## What needs to be done
Every line below that holds the string "tile" should be copied.
The data: Begin
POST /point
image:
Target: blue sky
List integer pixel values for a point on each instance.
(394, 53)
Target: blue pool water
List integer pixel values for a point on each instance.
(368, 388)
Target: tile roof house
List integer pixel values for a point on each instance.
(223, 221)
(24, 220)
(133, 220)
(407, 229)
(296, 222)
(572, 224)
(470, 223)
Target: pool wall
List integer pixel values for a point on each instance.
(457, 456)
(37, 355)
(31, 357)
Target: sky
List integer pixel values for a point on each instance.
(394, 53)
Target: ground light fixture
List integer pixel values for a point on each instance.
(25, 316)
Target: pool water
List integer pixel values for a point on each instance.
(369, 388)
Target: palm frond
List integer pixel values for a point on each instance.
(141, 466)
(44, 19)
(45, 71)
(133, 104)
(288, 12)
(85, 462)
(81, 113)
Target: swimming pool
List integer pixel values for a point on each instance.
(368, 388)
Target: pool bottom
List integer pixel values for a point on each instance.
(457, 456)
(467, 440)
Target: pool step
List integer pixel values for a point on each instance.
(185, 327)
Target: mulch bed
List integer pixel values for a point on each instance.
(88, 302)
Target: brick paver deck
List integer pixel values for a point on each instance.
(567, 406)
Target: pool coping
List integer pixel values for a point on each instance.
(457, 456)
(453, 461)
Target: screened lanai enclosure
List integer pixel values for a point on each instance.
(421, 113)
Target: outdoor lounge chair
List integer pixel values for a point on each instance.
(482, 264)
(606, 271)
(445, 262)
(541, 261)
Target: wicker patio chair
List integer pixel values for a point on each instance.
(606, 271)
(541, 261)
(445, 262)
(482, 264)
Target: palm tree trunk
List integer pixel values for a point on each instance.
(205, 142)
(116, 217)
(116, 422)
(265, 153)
The data: End
The data: Begin
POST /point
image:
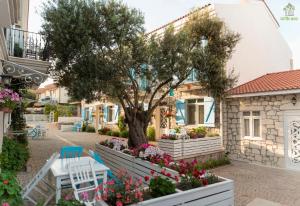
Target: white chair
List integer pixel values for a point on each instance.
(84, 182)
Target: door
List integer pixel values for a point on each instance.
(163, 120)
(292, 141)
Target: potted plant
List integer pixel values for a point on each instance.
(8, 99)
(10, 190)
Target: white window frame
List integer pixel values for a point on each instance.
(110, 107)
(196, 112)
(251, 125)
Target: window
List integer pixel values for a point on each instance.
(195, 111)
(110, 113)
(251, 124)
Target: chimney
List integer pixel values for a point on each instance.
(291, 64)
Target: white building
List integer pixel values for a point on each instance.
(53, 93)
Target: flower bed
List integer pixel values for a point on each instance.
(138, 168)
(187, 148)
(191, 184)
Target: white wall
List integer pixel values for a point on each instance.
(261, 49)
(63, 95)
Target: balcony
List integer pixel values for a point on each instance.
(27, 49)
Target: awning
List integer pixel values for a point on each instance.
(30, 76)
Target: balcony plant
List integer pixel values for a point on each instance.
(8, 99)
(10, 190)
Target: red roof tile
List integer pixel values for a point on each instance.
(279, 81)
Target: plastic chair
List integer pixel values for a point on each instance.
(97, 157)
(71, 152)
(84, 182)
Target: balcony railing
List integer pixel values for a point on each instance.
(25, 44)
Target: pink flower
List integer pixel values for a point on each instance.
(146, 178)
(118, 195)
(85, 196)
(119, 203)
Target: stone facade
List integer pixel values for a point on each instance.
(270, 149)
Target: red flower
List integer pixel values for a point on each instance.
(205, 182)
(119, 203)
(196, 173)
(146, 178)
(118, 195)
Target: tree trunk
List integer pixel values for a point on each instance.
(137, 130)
The data: End
## Response to this exercise
Target: tile roof house
Target: red roof tile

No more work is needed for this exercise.